Start of RECORDS FOR PROCESSING
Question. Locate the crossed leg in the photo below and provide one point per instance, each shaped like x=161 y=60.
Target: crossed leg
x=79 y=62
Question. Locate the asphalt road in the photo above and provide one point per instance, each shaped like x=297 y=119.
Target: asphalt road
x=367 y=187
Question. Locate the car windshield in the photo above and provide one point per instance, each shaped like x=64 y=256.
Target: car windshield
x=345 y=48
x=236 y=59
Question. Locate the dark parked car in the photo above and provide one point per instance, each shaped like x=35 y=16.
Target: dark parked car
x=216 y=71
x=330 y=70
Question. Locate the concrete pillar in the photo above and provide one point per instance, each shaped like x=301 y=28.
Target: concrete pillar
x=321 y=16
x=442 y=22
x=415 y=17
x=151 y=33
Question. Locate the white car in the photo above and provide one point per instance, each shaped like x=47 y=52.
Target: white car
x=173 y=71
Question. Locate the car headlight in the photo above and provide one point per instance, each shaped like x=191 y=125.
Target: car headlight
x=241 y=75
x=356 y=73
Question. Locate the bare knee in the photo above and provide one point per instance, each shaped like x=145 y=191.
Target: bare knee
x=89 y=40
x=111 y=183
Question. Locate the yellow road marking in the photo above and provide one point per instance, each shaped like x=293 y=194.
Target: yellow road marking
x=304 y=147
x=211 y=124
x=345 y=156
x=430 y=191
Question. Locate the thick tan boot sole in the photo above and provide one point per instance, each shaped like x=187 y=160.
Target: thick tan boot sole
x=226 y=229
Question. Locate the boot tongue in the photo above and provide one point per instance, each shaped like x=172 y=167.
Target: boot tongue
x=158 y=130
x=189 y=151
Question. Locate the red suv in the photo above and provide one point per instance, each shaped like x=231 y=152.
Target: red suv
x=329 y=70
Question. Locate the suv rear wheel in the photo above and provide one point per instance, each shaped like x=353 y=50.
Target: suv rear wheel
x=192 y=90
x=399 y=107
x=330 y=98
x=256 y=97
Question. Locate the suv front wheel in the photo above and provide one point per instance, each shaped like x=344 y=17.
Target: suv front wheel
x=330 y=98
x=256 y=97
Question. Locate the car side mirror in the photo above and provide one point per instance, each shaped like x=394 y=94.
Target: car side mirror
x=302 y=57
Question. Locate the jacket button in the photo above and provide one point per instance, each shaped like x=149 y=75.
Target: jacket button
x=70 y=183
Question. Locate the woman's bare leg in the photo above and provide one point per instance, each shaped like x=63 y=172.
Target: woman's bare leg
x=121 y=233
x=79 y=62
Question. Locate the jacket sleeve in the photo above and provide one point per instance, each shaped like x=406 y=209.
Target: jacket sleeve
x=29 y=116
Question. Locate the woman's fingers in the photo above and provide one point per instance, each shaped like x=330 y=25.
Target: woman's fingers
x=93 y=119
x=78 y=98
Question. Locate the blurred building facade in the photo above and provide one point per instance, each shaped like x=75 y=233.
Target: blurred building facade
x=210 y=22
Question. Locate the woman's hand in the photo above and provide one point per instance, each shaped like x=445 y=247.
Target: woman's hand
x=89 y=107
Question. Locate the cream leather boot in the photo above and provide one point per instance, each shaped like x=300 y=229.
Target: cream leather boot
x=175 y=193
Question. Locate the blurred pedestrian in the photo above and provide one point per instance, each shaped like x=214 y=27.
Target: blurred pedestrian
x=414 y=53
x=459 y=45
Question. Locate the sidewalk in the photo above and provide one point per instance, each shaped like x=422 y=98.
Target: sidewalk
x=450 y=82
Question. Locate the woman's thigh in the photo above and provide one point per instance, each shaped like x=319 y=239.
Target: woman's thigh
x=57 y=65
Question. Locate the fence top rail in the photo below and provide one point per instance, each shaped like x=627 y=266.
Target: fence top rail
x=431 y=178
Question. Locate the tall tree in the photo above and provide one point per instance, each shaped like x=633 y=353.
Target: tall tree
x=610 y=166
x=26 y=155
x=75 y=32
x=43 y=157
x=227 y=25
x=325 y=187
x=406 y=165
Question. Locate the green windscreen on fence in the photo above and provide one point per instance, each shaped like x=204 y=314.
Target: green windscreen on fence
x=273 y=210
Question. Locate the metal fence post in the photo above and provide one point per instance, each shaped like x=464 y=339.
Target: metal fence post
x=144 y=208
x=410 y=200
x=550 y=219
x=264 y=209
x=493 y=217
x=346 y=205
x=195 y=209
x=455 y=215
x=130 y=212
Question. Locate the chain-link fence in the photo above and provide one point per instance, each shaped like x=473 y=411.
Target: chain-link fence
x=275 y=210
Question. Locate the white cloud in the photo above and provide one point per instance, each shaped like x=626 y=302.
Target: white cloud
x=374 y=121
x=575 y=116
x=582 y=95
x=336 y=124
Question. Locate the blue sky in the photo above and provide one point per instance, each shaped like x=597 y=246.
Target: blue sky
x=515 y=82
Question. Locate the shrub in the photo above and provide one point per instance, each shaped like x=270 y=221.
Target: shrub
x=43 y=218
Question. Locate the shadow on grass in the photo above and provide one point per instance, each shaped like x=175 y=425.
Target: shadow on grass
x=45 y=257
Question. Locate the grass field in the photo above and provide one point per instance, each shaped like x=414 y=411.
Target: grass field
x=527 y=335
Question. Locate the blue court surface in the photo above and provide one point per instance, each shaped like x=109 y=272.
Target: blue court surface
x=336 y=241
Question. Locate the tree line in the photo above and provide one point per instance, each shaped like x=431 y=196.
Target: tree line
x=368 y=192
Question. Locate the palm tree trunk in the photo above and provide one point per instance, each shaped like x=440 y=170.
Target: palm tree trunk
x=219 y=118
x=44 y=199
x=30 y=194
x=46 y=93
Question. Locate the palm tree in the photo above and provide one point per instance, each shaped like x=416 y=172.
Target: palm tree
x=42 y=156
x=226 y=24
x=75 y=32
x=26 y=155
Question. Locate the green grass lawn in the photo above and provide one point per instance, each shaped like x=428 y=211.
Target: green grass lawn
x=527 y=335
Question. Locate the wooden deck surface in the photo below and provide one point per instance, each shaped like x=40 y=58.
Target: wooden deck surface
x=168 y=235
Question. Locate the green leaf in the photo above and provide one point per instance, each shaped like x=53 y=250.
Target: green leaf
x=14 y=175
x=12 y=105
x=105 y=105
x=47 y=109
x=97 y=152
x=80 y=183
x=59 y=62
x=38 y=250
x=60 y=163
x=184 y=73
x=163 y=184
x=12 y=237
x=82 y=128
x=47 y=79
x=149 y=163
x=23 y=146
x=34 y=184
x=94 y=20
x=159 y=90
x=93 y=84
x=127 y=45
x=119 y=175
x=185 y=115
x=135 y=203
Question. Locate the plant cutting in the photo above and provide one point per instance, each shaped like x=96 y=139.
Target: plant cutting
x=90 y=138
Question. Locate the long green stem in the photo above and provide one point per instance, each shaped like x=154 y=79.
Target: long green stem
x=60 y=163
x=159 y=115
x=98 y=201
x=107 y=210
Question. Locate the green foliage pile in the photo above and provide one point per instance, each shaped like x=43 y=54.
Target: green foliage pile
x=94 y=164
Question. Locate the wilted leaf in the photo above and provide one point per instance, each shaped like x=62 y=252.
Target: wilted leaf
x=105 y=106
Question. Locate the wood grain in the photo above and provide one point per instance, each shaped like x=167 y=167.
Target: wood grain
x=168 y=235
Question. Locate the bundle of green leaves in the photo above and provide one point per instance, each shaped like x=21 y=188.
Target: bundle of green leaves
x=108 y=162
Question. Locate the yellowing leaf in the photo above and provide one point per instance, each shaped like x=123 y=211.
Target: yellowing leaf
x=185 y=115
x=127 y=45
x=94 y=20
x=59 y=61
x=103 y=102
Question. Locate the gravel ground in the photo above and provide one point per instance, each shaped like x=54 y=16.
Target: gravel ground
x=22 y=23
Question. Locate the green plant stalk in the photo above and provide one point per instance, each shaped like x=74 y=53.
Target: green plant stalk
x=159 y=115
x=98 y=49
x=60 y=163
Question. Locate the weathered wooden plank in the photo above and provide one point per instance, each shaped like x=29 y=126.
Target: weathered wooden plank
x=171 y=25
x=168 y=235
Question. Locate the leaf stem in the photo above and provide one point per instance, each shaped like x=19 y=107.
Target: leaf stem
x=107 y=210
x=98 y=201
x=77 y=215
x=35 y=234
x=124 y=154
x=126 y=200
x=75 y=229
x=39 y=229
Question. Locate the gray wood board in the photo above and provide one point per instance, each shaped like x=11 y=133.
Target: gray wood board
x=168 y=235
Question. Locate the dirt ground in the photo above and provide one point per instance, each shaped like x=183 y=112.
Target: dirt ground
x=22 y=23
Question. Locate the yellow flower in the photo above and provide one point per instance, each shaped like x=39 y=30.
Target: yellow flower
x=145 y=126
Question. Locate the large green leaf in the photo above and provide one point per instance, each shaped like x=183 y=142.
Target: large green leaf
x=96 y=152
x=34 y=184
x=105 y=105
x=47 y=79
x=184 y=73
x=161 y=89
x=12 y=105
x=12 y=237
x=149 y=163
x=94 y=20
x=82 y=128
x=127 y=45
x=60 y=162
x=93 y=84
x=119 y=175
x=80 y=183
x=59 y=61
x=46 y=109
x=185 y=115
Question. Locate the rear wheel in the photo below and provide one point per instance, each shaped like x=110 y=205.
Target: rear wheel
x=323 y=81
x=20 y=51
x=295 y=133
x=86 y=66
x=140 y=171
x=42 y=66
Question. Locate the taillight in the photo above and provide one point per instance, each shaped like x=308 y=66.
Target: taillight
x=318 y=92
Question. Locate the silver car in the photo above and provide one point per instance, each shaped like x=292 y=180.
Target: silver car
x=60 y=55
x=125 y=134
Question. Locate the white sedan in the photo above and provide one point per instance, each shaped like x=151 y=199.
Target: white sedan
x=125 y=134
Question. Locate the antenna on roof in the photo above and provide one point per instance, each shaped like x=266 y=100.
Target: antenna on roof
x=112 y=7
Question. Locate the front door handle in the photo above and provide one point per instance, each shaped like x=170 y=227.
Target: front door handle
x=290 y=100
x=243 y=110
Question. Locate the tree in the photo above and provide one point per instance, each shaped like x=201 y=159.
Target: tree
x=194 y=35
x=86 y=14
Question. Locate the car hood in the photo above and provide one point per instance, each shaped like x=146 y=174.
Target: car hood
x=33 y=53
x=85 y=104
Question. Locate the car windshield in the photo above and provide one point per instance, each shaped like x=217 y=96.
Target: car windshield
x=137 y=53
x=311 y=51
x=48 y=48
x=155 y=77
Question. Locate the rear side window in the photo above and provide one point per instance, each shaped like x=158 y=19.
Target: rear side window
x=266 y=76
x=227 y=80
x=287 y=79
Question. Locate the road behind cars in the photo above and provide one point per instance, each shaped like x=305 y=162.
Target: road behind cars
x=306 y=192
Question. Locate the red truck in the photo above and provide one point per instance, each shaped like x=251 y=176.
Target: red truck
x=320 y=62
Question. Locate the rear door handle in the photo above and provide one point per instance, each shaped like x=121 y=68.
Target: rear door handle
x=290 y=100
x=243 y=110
End of RECORDS FOR PROCESSING
PROBLEM TO WORK ON: Extract, unchanged, the closing run of lines that opens with the line containing "Question. Locate the antenna" and ends with the last line.

EXERCISE RESPONSE:
Question. Locate the antenna on roof in the photo above and provide one point per instance, each shaped like x=266 y=100.
Target: antenna on roof
x=112 y=7
Question. Locate the front door handle in the photo above and provide one point per instance, each shaped like x=170 y=227.
Target: front door handle
x=290 y=100
x=243 y=110
Question. Locate the tree in the photo above and provide one point per instance, each shaped like x=201 y=159.
Target: tree
x=194 y=35
x=86 y=14
Question. Locate the car hood in the photo above and provide one point per instance, each shaped like x=146 y=174.
Target: car hood
x=33 y=53
x=85 y=104
Question. Locate the car windshield in the photo above and provide one point per instance, each shaped like x=217 y=96.
Target: car windshield
x=137 y=53
x=311 y=51
x=48 y=48
x=155 y=77
Question. Locate the rear side window in the photo above and provide one point per instance, each shaped like x=158 y=19.
Target: rear side window
x=266 y=76
x=227 y=80
x=287 y=79
Question. Locate the road behind cars in the photo above and provide one point per instance, each shaped like x=305 y=162.
Target: road behind cars
x=306 y=192
Question. Locate the red truck in the photo above and provide one point per instance, each shaped like x=251 y=176.
Target: red truck
x=320 y=62
Question. Locate the rear door handle in the photo above and provide one point per instance, each shaped like x=121 y=68.
Target: rear door handle
x=290 y=100
x=243 y=110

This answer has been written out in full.